> [WHAT THE EXERCISE ASKS]: Scan the listing below for the word "mountain" and copy every line where it occurs.
[[ DATA SUPPLIED, beginning ]]
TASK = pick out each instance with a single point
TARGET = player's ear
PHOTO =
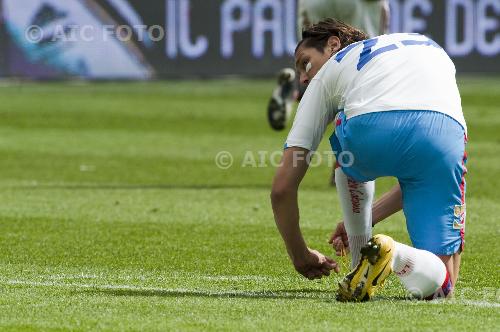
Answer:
(333, 45)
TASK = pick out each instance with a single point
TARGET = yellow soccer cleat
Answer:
(370, 273)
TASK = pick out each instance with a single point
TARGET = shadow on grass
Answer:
(106, 186)
(308, 294)
(289, 294)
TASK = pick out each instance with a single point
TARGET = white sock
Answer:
(356, 199)
(421, 272)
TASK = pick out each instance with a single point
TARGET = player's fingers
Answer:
(325, 271)
(338, 245)
(317, 273)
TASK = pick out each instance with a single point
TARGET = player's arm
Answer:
(309, 263)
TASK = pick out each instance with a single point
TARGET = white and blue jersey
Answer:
(399, 114)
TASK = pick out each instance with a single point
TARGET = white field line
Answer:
(228, 293)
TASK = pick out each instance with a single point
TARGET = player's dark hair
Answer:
(317, 34)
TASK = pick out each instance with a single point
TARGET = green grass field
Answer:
(114, 216)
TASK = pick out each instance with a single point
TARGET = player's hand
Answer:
(315, 265)
(339, 240)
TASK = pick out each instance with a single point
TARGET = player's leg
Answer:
(425, 153)
(434, 198)
(452, 263)
(356, 199)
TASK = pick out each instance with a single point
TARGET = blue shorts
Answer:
(425, 151)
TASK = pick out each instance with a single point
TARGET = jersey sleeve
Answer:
(315, 112)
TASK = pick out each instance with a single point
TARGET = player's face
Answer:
(308, 61)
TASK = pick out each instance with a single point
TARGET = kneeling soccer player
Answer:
(396, 109)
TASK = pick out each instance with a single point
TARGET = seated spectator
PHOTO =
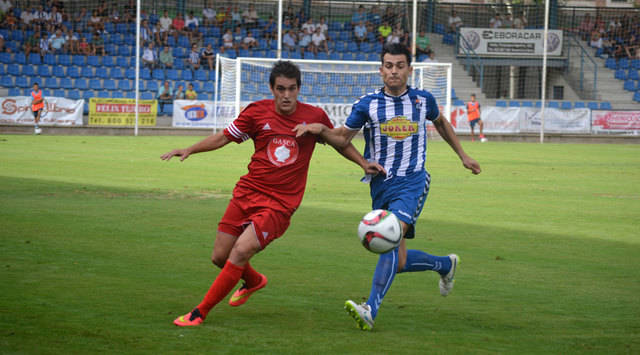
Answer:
(190, 94)
(166, 58)
(249, 42)
(84, 47)
(149, 57)
(208, 56)
(179, 94)
(455, 22)
(250, 17)
(57, 42)
(422, 43)
(209, 15)
(319, 41)
(384, 31)
(289, 41)
(32, 44)
(193, 61)
(165, 95)
(360, 32)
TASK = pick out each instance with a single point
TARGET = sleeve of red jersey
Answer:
(241, 129)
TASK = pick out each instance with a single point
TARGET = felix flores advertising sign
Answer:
(509, 42)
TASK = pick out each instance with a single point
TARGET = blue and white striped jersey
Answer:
(395, 128)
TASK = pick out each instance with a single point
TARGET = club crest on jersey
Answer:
(282, 150)
(399, 128)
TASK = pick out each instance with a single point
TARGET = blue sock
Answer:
(382, 279)
(418, 260)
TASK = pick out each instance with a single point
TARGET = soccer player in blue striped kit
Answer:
(395, 131)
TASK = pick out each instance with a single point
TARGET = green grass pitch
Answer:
(103, 245)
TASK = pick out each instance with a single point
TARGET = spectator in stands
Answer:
(319, 41)
(423, 46)
(165, 95)
(249, 42)
(191, 28)
(208, 15)
(384, 31)
(190, 94)
(496, 21)
(193, 61)
(520, 22)
(586, 26)
(360, 32)
(289, 40)
(455, 22)
(208, 56)
(165, 27)
(359, 16)
(250, 16)
(166, 58)
(84, 47)
(57, 42)
(150, 57)
(179, 94)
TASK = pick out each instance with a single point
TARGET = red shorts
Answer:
(248, 207)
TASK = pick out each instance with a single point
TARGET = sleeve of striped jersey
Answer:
(241, 128)
(432, 108)
(358, 117)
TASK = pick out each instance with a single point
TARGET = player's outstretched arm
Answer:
(446, 132)
(213, 142)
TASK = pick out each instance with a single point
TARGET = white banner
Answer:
(193, 113)
(58, 111)
(509, 42)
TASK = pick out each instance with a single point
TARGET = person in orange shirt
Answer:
(37, 104)
(473, 114)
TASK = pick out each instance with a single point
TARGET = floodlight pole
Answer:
(544, 68)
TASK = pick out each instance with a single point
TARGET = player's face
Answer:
(395, 71)
(285, 92)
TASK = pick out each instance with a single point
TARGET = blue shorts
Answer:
(405, 196)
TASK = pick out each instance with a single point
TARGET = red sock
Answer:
(251, 276)
(222, 285)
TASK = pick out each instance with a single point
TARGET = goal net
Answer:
(331, 85)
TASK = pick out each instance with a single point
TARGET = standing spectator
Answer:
(422, 44)
(150, 57)
(165, 95)
(166, 58)
(190, 94)
(289, 41)
(319, 41)
(455, 22)
(57, 42)
(250, 16)
(360, 32)
(208, 15)
(384, 31)
(193, 61)
(208, 56)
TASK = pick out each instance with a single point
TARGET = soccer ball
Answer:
(380, 231)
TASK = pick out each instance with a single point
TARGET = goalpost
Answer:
(332, 85)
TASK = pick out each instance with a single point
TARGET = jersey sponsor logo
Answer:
(282, 150)
(399, 128)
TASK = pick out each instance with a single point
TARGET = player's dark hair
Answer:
(395, 49)
(287, 69)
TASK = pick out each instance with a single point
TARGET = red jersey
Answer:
(280, 162)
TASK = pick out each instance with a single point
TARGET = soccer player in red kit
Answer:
(267, 196)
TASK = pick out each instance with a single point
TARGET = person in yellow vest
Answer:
(473, 114)
(37, 104)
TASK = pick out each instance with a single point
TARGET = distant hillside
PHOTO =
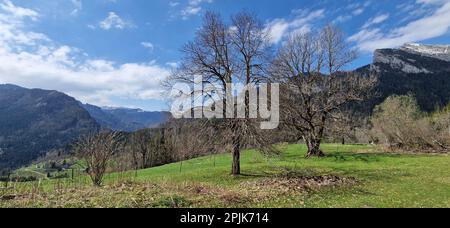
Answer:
(34, 121)
(123, 119)
(422, 70)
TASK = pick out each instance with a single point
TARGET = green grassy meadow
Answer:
(350, 176)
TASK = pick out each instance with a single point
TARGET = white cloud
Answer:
(376, 20)
(78, 6)
(430, 26)
(148, 45)
(113, 21)
(280, 28)
(35, 61)
(193, 8)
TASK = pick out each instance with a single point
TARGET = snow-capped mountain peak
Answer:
(437, 51)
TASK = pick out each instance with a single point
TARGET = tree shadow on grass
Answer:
(365, 157)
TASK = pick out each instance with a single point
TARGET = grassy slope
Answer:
(385, 180)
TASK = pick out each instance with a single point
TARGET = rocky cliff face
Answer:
(413, 59)
(421, 70)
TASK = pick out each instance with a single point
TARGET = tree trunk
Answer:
(314, 148)
(236, 169)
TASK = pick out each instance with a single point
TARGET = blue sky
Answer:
(116, 52)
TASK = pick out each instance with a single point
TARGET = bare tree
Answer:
(315, 88)
(140, 147)
(97, 150)
(223, 54)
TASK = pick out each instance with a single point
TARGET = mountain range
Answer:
(420, 70)
(125, 119)
(35, 121)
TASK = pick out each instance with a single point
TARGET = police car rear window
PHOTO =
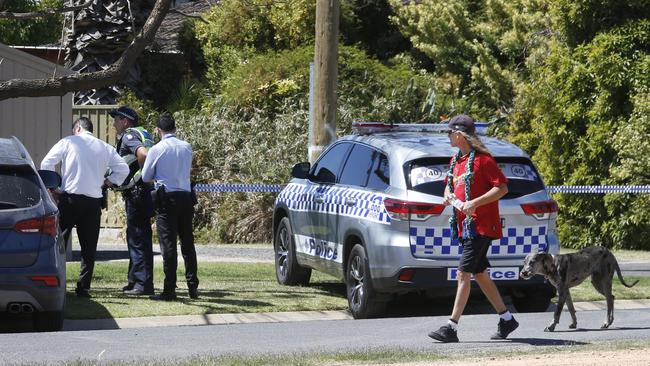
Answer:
(427, 175)
(19, 187)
[[ DATA SUPPLIED, end ]]
> [RESPONSE AREA]:
TARGET = snow-capped mountain peak
TARGET = mountain range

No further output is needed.